(Texte fourni):
Il s’agit sur ces thématiques à la fois d’explorer le champ des opportunités et contraintes, de tester des solutions ou démarches sur nos projets, puis d’en tirer les enseignements en vue de leur systématisation… ou pas.
Les sujets n’étant par nature jamais figés, nous travaillons également sur la logistique urbaine avec deux clés d’entrée : l’investissement dans un hôtel de logistique urbain de 30 000 m² destiné à accueillir une diversité de solutions de logistique décarbonée du dernier kilomètre et les conditions de desserte des commerces du centre-ville d’une ville de 150 000 habitants, en l’occurrence Villeurbanne, avec l’enjeu de la qualité de l’air, de l’encombrement des espaces publics et la pertinence économique des modèles mis en place.
Alors que notre pays vise la neutralité carbone d’ici 2050, comment vous projetez-vous sur ce marché ? Quels sont les principaux enjeux et freins qui persistent ?

(Contenu des données):
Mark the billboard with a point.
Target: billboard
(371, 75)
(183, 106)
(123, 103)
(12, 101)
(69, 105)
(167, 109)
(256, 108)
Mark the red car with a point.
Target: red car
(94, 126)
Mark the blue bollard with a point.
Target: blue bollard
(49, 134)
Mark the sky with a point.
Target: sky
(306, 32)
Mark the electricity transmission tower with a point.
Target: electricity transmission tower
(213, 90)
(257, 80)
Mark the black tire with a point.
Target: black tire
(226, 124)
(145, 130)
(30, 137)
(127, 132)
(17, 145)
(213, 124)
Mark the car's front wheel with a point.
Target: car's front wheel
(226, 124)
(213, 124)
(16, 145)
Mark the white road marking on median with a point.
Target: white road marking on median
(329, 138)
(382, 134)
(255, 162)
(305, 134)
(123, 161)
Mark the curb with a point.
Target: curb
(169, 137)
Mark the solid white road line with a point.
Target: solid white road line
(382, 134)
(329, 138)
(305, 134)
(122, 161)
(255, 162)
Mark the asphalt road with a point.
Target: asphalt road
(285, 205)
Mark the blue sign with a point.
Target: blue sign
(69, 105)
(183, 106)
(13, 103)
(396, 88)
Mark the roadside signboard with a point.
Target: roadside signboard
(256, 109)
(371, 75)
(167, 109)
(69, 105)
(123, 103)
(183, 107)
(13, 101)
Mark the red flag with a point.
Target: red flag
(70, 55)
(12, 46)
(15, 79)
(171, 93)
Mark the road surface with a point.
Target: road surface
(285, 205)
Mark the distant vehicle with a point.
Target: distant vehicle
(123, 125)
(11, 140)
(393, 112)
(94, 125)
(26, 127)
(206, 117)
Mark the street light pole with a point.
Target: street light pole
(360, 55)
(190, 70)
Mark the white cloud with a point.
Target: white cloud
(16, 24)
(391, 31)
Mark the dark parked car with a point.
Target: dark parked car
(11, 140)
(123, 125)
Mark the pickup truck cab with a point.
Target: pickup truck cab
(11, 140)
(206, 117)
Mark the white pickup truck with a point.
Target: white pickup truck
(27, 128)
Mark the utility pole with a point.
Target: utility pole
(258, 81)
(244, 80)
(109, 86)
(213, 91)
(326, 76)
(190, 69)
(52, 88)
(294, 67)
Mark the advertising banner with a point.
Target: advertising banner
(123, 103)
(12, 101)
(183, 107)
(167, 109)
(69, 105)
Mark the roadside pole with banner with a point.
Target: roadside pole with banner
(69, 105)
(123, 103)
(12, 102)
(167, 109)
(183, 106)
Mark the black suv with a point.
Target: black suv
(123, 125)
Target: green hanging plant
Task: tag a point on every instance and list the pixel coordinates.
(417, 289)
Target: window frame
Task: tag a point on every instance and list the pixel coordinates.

(Énoncé de l'exercice):
Selon le texte fourni, pour quelle raison le travail s'étend-il également à la logistique urbaine ?

(Corrigé de l'exercice):
Parce que les sujets ne sont, par nature, jamais figés.